Records provided
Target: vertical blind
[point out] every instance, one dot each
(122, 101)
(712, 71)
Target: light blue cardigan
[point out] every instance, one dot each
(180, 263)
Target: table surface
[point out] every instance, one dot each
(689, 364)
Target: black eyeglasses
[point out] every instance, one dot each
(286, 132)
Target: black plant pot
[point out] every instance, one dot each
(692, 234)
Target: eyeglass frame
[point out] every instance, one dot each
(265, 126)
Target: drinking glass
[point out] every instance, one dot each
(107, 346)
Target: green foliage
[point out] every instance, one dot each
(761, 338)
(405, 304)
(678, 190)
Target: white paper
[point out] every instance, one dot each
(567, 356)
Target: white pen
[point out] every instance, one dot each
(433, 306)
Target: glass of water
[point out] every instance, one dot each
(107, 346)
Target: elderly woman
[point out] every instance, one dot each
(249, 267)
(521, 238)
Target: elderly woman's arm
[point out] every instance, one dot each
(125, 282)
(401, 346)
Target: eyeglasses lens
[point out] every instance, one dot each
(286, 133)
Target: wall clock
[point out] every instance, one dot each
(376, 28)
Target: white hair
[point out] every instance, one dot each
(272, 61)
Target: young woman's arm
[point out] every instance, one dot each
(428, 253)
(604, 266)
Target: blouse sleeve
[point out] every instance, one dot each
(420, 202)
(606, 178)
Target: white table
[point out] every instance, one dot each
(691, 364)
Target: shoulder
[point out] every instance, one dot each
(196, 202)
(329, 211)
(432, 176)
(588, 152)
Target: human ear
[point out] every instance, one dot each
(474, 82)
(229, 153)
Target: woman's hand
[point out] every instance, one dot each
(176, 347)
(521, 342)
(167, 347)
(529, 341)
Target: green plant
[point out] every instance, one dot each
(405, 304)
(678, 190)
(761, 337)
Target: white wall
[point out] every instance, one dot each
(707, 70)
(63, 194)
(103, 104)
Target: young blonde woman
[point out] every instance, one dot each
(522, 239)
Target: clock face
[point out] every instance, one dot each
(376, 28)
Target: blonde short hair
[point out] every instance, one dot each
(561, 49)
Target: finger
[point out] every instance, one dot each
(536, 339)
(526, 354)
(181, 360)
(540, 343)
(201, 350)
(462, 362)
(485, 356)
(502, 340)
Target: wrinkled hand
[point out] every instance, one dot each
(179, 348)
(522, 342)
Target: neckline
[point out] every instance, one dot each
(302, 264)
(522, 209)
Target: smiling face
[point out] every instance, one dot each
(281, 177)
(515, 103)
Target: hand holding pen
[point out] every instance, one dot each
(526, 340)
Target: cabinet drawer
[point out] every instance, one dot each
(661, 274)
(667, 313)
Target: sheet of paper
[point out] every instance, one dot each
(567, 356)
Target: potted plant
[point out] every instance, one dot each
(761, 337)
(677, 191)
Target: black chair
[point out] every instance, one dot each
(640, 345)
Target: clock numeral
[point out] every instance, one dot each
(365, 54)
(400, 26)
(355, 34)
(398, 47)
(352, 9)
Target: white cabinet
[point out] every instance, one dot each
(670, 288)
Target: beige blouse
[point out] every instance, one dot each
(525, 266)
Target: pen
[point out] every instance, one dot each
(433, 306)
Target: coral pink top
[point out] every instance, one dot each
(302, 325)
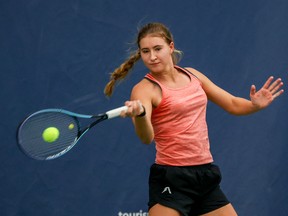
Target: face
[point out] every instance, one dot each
(156, 53)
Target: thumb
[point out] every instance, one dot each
(252, 90)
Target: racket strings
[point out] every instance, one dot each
(31, 138)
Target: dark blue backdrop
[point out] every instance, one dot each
(60, 53)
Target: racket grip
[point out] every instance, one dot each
(116, 112)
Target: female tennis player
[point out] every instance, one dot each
(169, 106)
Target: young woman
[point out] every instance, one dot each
(169, 107)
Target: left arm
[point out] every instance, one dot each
(239, 106)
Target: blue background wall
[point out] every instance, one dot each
(60, 53)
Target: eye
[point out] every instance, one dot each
(144, 51)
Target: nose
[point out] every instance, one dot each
(153, 57)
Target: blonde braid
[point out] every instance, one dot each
(121, 72)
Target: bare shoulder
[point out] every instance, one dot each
(146, 90)
(203, 79)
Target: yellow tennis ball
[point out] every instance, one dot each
(71, 126)
(50, 134)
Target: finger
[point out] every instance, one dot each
(277, 87)
(275, 84)
(268, 82)
(253, 90)
(278, 94)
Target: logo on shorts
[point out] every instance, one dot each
(167, 189)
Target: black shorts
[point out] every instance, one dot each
(191, 190)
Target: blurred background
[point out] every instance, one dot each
(60, 54)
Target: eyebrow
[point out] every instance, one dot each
(152, 47)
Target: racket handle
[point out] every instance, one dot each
(116, 112)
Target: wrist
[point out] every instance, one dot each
(143, 113)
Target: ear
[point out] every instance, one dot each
(171, 45)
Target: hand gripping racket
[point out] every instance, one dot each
(50, 133)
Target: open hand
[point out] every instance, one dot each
(270, 90)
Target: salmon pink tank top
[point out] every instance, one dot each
(179, 123)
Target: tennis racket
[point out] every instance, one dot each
(50, 133)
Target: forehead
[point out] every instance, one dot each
(151, 41)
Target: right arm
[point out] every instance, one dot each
(142, 94)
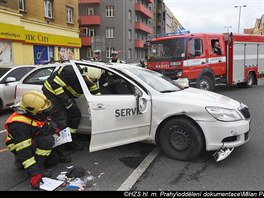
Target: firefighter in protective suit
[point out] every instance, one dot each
(30, 135)
(114, 58)
(62, 88)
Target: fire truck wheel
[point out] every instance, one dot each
(250, 80)
(181, 139)
(205, 83)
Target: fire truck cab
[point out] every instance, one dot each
(239, 62)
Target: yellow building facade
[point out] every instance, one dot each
(36, 32)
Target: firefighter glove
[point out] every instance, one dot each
(69, 103)
(35, 181)
(49, 128)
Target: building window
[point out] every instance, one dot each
(129, 52)
(69, 11)
(109, 51)
(21, 5)
(110, 11)
(109, 32)
(90, 32)
(129, 35)
(90, 11)
(89, 53)
(48, 7)
(129, 15)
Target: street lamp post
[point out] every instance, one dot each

Given task
Write out exactly, and nothing more than, the lines of the entries above from the line containing "Target: blonde braid" through the final line; omit any pictures.

Answer to the exercise
Target: blonde braid
[point out] every instance, one dot each
(121, 72)
Target: bare shoulder
[point out] every instance, one dot each
(146, 90)
(203, 79)
Target: yellow tennis ball
[point out] every instance, one dot each
(71, 126)
(50, 134)
Target: finger
[point out] every instance, one dot each
(277, 87)
(275, 84)
(268, 82)
(253, 90)
(278, 94)
Target: logo on shorts
[point out] every instance, one dot each
(167, 189)
Target: black shorts
[point out] every instance, one dot each
(191, 190)
Target: blurred background
[point out] every instance, one dot each
(60, 54)
Target: eyebrow
[point out] every instance, one dot each
(152, 47)
Target: racket handle
[point out] every instance, one dot each
(116, 112)
Target: wrist
[point out] every instance, one dot each
(143, 113)
Target: ear
[point out] every instance, one dot each
(171, 45)
Target: hand gripping racket
[point out] every instance, one dot each
(50, 133)
Target: open hand
[point out] every instance, one dot each
(270, 90)
Target: salmon pink tank top
[point out] every instance, one dot each
(179, 123)
Target: tennis racket
[point out] every instance, one dot each
(50, 133)
Target: forehead
[point out] every instance, one dot each
(151, 41)
Target: right arm
[point out] every instance, one dot each
(142, 94)
Target: firefighter in protective suit
[point out] every instance, one dot each
(30, 135)
(114, 58)
(62, 88)
Target: fire truck wheel
[point out] every instance, one dot each
(250, 80)
(181, 139)
(205, 83)
Target: fire truck cab
[point out] every instance, one dot each
(239, 62)
Target: yellow building facade
[point out] every instance, one dot each
(36, 32)
Target: firefighter glove
[point out] every instance, one dot each
(69, 103)
(35, 181)
(49, 128)
Target: building window
[point out] every instance, one dot each
(129, 52)
(69, 11)
(109, 51)
(21, 5)
(110, 11)
(109, 32)
(90, 32)
(129, 35)
(90, 11)
(89, 53)
(48, 7)
(129, 15)
Target: street lamp post
[point out] every instance, one dot each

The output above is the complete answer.